# HOW TO COMPLETE THIS TASK
Copy the step-by-step file flow text from "Step-by-step file flow" up to and including "the unmixed dataset.", with no changes.

# EXCERPT PROVIDED
┄┄┄┄┄┄┄┄┄┄┄┄┄┄┄┄┄┄┄┄
Step-by-step file flow

  • mode=1 writes the pileup CSVs used by mode=0 for MC samples.
  • mode=0 writes the converted fat2 and fat3 ROOT trees used directly by mode=4, and as the input source for mode=6 or any mode=2 config that still points input_root at the unmixed dataset.
  • mode=6 can rewrite those converted MC trees into {signal_mixed|bkg_mixed} directories under the same dataset root with the same chunk layout using a deterministic block shuffle, which the checked-in model-training config uses by default.
  • mode=2 writes the model, copied configs, and saved test-set prediction references used by mode=3, mode=4, and mode=5.
  • mode=3 writes signal_region.csv, which defines the A-region score bins for mode=5.
  • mode=5 writes the ABCD validation ROOT file and PDFs for the chosen tree.
┄┄┄┄┄┄┄┄┄┄┄┄┄┄┄┄┄┄┄┄
# RECORDED DATA
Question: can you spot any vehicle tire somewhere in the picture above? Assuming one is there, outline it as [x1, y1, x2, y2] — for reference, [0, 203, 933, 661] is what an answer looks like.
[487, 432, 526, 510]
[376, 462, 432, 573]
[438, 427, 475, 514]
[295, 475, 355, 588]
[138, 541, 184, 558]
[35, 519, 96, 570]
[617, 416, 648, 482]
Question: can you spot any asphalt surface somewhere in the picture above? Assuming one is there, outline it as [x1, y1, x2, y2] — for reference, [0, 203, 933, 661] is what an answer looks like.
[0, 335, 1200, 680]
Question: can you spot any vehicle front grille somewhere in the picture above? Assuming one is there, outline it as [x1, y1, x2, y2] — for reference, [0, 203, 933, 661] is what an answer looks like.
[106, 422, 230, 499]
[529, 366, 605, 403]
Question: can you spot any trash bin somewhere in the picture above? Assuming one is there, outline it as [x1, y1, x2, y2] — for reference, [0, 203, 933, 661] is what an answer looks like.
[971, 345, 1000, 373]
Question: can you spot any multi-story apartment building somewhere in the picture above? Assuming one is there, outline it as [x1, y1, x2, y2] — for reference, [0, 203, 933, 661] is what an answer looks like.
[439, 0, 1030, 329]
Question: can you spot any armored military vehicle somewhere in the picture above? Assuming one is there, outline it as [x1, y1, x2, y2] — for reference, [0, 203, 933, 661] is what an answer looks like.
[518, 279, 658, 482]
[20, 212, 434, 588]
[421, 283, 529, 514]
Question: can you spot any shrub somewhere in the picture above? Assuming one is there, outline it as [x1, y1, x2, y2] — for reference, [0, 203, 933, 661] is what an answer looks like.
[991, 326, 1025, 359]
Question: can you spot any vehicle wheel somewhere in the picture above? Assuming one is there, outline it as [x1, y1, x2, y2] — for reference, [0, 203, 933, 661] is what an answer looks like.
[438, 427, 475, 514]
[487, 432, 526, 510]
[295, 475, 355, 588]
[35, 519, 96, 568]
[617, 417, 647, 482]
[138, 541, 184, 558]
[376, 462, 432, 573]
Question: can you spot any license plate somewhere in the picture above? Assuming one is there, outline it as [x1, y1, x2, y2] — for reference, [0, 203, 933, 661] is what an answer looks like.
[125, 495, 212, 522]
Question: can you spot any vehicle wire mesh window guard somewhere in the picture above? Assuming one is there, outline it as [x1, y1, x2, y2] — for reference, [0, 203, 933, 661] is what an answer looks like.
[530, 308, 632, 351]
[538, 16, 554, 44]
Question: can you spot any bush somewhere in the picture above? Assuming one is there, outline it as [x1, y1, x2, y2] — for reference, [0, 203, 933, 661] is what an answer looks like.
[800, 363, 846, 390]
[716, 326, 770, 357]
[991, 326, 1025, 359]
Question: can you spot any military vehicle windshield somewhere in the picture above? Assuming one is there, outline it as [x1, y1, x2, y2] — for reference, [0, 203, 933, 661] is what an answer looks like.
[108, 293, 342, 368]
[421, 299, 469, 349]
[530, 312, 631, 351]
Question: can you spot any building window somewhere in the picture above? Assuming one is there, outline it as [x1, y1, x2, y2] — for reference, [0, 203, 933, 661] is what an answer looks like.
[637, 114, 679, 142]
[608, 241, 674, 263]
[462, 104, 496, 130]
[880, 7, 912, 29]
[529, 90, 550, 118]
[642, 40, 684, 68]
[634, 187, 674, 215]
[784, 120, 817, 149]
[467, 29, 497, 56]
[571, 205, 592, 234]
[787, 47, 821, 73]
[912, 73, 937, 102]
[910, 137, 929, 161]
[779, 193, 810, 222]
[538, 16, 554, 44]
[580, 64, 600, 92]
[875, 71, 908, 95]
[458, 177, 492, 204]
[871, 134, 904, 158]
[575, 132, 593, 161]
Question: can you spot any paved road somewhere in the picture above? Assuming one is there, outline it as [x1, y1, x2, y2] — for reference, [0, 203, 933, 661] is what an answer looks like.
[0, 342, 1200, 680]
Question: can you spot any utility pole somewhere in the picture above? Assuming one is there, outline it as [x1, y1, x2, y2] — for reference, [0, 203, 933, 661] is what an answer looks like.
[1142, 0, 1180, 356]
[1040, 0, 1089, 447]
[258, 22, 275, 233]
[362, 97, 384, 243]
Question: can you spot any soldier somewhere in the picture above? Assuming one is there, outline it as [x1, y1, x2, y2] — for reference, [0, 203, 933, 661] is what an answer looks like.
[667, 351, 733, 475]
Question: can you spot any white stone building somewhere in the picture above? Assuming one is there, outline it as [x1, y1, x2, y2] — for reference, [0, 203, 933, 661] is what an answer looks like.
┄┄┄┄┄┄┄┄┄┄┄┄┄┄┄┄┄┄┄┄
# EXERCISE RESPONSE
Step-by-step file flow

  • mode=1 writes the pileup CSVs used by mode=0 for MC samples.
  • mode=0 writes the converted fat2 and fat3 ROOT trees used directly by mode=4, and as the input source for mode=6 or any mode=2 config that still points input_root at the unmixed dataset.